List every work by Pippa Hale that is named in the profile of her below.

§ DOCUMENT EXTRACT
■ ■ ■ ■

Pippa Hale is a contemporary British artist, founder of the Northern Art Prize and co-founder of The Tetley Leeds.

Early life 

Pippa studied for a Foundation Diploma in Art and Design at Warwickshire College of Further Education in Leamington Spa, graduating in 1991 and going on at Leeds University graduating with BA (Hons) Fine Art in 1996.

Practice

Commissions 
In 2019, as part of a joint project developed by Rachel Reeves in partnership with Leeds City Council and Leeds Art University, Hale's work "Ribbons" was commissioned from a shortlist of three other artists to redress the imbalance of women portrayed within the public sphere.

Exhibitions 

 2019-20 Play Rebellion at the Baltic Centre for Contemporary Art, Gateshead originally commissioned as part the MAPS festival by Chalk.
 2019 PlayShapes for the MAPS festival by Chalk at the Baltic Centre for Contemporary Art, Gateshead.

■ ■ ■ ■

§ PROVIDED MATERIAL
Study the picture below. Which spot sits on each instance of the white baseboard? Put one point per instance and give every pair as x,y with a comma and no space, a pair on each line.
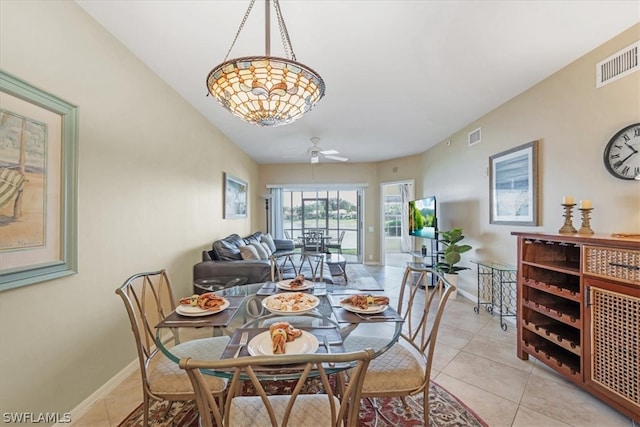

■ ■ ■ ■

§ FULL ANSWER
Ribbons, Play Rebellion, PlayShapes